→ Sumber
☆ ☆ ☆ ☆ ☆
Studi terbaru melengkapi persoalan terkait statistik hutan yang ada selama ini. Ini menyadarkan bahwa argumentasi matematis berperan penting dalam mewujudkan perekonomian global yang inklusif, berdaya-tahan, dan berkelanjutan.
Hutan tidak hanya mampu mengatasi tantangan perubahan iklim dan menekan perluasan penyakit yang menyerang manusia. Namun, hutan juga menjadi rumah bagi keanekaragaman hayati dan menjadi sumber pendapatan, sementara juga meningkatkan sistem pangan dan rantai nilai yang lebih ramah lingkungan.
☆ ☆ ☆ ☆ ☆
→ Tugas yang Dikerjakan
(a) Jawablah pertanyaan berikut berdasarkan teks tentang hutan.
(i) Studi terbaru melengkapi persoalan yang terkait dengan apa?
(ii) Apa yang disebut berperan penting dalam mewujudkan perekonomian global yang inklusif, berdaya-tahan, dan berkelanjutan?
(iii) Hutan menjadi rumah bagi apa?
(b) Perpanjang teks tentang hutan dengan beberapa kalimat yang meneruskan kalimat terakhirnya.
Daftar data tidak ada hubungannya dengan teks tentang hutan.

→ Cuplikan Data
☆ ☆ ☆ ☆ ☆
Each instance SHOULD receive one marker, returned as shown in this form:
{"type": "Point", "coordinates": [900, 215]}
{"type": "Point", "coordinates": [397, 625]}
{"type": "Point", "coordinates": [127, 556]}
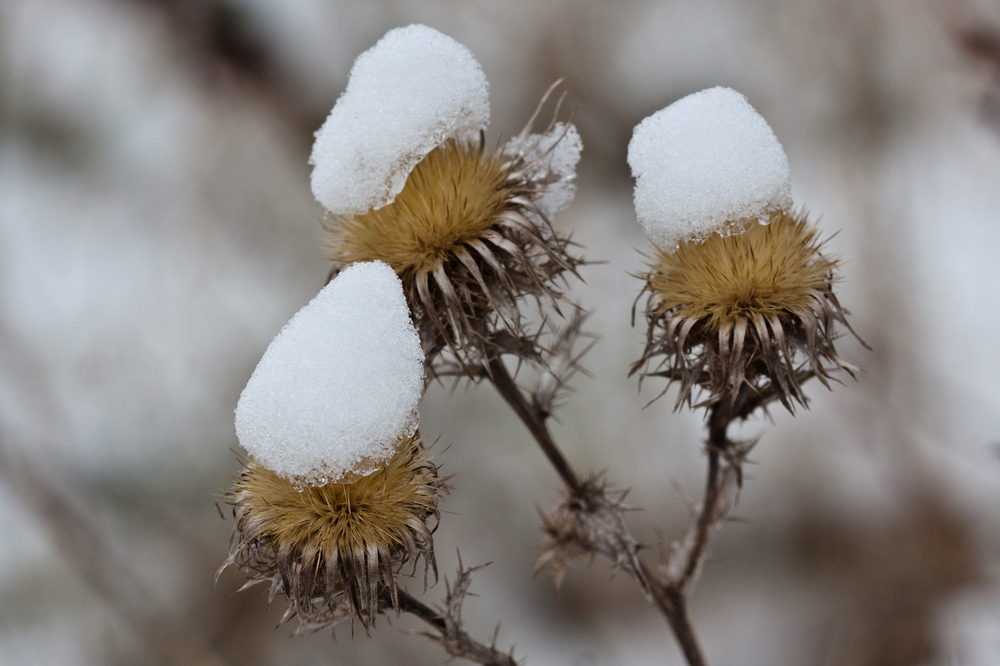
☆ ☆ ☆ ☆ ☆
→ Jawaban Latihan
(a)
(i) Statistik hutan yang ada selama ini.
(ii) Argumentasi matematis.
(iii) Keanekaragaman hayati.

(b)
Dari estimasi yang dilakukan, lebih dari setengah produk domestik bruto (PDB) global-84,4 triliun di tahun 2020 bergantung pada jasa ekosistem, termasuk yang disediakan oleh hutan. Hal ini termuat dalam “TheState of the World’s Forests 2022” yang diluncurkan pada Senin (2 Mei 2022) oleh Organisasi Pangan dan Pertanian PBB
“Meskipun laporan terakhir ini tidak mengejutkan jika dikaitkan dengan penelitian. Laporan itu merinci berbagai aksi yang sudah beberapa lama dipromosikan oleh CIFOR-ICRAF memuat peta jalan keuangan yang ditujukan kepada pengambil kebijakan dan sektor swasta,” ujar Robert Nasi, Manajer Direktur Manajemen (the Center for International Forestry Researh and World Agroforestry (CIFOR-ICRAF).
“Hal yang penting sekarang adalah soal implementasi. Meskipun banyak yang berbicara, namun nampaknya target justru berada di luar jangkauan. Kita perlu melihat berbagai komitmen itu terwujud dengan panduan yang jelas merintah dan perusahaan swasta.”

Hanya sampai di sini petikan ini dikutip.